### Record set
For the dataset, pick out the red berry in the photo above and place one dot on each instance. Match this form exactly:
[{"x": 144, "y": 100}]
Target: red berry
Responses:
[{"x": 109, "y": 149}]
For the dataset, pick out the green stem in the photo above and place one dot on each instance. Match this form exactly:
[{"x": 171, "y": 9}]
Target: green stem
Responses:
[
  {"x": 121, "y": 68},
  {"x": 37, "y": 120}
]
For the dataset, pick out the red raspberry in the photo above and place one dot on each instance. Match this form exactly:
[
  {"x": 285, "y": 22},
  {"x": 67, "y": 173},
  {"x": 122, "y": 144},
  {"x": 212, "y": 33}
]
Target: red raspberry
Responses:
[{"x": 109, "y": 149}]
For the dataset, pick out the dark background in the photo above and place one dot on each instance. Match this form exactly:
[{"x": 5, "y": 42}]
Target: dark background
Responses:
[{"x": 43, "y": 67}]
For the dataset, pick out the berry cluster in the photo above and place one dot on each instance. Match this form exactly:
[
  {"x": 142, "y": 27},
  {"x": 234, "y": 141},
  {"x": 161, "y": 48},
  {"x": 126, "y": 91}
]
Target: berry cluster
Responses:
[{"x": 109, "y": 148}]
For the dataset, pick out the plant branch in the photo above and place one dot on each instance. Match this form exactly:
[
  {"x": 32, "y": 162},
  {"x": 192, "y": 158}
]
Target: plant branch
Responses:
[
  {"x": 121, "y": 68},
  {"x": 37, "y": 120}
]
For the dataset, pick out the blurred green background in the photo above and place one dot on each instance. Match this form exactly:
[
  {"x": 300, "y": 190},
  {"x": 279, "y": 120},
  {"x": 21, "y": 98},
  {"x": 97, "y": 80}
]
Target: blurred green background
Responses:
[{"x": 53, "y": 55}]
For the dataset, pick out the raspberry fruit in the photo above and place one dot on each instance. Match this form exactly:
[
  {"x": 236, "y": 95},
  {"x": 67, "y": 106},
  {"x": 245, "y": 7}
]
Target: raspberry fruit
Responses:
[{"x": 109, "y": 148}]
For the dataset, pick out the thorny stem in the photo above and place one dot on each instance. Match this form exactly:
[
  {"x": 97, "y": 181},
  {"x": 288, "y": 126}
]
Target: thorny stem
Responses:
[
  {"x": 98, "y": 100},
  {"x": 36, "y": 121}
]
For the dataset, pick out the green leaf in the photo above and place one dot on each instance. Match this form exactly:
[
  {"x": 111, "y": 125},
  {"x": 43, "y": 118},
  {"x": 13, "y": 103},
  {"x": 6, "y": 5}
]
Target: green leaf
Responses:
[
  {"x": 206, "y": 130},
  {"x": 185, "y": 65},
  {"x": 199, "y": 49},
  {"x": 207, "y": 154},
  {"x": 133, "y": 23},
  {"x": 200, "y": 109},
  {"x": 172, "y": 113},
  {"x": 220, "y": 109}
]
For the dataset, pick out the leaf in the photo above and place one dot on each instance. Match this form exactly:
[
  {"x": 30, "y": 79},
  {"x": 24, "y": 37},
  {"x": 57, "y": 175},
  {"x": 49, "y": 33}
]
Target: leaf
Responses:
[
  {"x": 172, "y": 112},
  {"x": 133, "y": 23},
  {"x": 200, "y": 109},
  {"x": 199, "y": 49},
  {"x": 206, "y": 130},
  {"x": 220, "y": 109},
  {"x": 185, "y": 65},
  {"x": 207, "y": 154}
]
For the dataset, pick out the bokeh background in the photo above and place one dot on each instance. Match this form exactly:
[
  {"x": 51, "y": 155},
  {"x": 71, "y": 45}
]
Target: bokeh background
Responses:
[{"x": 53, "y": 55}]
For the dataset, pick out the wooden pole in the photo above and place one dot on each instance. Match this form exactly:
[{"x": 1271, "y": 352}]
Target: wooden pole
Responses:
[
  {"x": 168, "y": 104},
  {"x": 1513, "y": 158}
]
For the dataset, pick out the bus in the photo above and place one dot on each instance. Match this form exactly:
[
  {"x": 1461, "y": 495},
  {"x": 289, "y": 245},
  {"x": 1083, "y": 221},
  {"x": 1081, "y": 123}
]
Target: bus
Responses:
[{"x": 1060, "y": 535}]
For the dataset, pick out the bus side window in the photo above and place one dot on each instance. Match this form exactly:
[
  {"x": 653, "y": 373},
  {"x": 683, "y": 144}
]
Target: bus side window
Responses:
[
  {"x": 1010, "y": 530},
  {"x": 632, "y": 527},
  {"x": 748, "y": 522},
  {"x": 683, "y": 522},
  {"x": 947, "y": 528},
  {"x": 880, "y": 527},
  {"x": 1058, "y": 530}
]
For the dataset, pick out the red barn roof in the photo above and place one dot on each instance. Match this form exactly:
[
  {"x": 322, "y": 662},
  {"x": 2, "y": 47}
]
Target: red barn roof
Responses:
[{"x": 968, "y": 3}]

### Requirements
Edit the lines above by replacing each occurrence of "place one dot on" with "mark a single point on". Keep everything else the same.

### Complete output
For the dataset, pick out the red berry in the photo above and mark a single point on each instance. Match this form exactly:
[{"x": 144, "y": 100}]
Target: red berry
Responses:
[{"x": 109, "y": 149}]
For the dataset, pick out the green stem in the photo above and mark a single point on each instance. Match this form exactly:
[{"x": 171, "y": 9}]
Target: green stem
Responses:
[
  {"x": 121, "y": 68},
  {"x": 37, "y": 120}
]
For the dataset, pick out the red raspberry in the photo above and mark a single point on each instance. Match this form exactly:
[
  {"x": 285, "y": 22},
  {"x": 67, "y": 173},
  {"x": 122, "y": 144},
  {"x": 212, "y": 33}
]
Target: red raspberry
Responses:
[{"x": 109, "y": 149}]
For the dataset, pick out the dark background in the photo above and mark a single point on each instance. Match this form exactly:
[{"x": 5, "y": 42}]
Target: dark background
Responses:
[{"x": 43, "y": 67}]
For the dataset, pick out the berry cluster in the photo above and mark a single point on each instance. Match this form exactly:
[
  {"x": 142, "y": 27},
  {"x": 234, "y": 141},
  {"x": 161, "y": 48},
  {"x": 126, "y": 91}
]
Target: berry cluster
Responses:
[{"x": 109, "y": 148}]
For the dataset, pick out the plant branch in the photo above and mark a single point on each instance. Match this form exactly:
[
  {"x": 32, "y": 162},
  {"x": 192, "y": 158}
]
Target: plant branch
Responses:
[
  {"x": 121, "y": 68},
  {"x": 37, "y": 120}
]
For the dataset, pick out the blurred green background in the photo above and mark a single point on each instance. Match this form exactly:
[
  {"x": 300, "y": 190},
  {"x": 279, "y": 120},
  {"x": 21, "y": 98},
  {"x": 97, "y": 80}
]
Target: blurred green background
Responses:
[{"x": 53, "y": 55}]
For the dataset, pick out the raspberry fruit in the photo above and mark a single point on each instance. Match this form exactly:
[
  {"x": 236, "y": 95},
  {"x": 67, "y": 106},
  {"x": 245, "y": 7}
]
Target: raspberry fruit
Responses:
[{"x": 109, "y": 148}]
For the dataset, pick out the thorny stem in the photo above and mark a single point on each instance. Match this form exactly:
[
  {"x": 97, "y": 181},
  {"x": 288, "y": 126}
]
Target: thorny stem
Responses:
[
  {"x": 98, "y": 100},
  {"x": 36, "y": 121}
]
For the dataset, pick out the green leaf in the photo above and mark a single point on each instance. Match this form exactly:
[
  {"x": 111, "y": 125},
  {"x": 43, "y": 118},
  {"x": 13, "y": 103},
  {"x": 6, "y": 5}
]
Target: green leaf
Responses:
[
  {"x": 206, "y": 130},
  {"x": 185, "y": 65},
  {"x": 199, "y": 49},
  {"x": 207, "y": 154},
  {"x": 133, "y": 23},
  {"x": 200, "y": 109},
  {"x": 172, "y": 113},
  {"x": 220, "y": 109}
]
For the dataset, pick out the leaf in the photo above and mark a single point on each instance. Match this form exactly:
[
  {"x": 30, "y": 79},
  {"x": 24, "y": 37},
  {"x": 57, "y": 175},
  {"x": 49, "y": 33}
]
Target: leaf
Responses:
[
  {"x": 172, "y": 112},
  {"x": 133, "y": 23},
  {"x": 200, "y": 109},
  {"x": 199, "y": 49},
  {"x": 206, "y": 130},
  {"x": 220, "y": 109},
  {"x": 185, "y": 65},
  {"x": 207, "y": 154}
]
For the dataset, pick out the bokeh background in the photo above and mark a single point on each instance. Match this form exactly:
[
  {"x": 51, "y": 155},
  {"x": 71, "y": 45}
]
Target: bokeh background
Responses:
[{"x": 53, "y": 55}]
For the dataset, pick out the wooden pole in the photo above and mark a single point on each instance. Match this form exactly:
[{"x": 1271, "y": 352}]
Target: wooden pole
Responses:
[
  {"x": 168, "y": 104},
  {"x": 1513, "y": 158}
]
For the dataset, pick out the bus in the photo above and mark a single point on each instance. Match this form exactly:
[
  {"x": 1461, "y": 495},
  {"x": 289, "y": 245},
  {"x": 1083, "y": 221},
  {"x": 1081, "y": 123}
]
Target: bus
Responses:
[{"x": 1060, "y": 535}]
For the dataset, pick out the bus side window in the photo above and mark a single point on each instance. Match this form exactly:
[
  {"x": 653, "y": 373},
  {"x": 683, "y": 144}
]
Target: bus side window
Responses:
[
  {"x": 1010, "y": 530},
  {"x": 632, "y": 527},
  {"x": 748, "y": 522},
  {"x": 683, "y": 522},
  {"x": 947, "y": 528},
  {"x": 880, "y": 527},
  {"x": 1058, "y": 530}
]
For the dataset, pick out the red barn roof in the photo above and mark a single point on each instance. Match this form exactly:
[
  {"x": 322, "y": 662},
  {"x": 2, "y": 47}
]
Target: red barn roof
Responses:
[{"x": 968, "y": 3}]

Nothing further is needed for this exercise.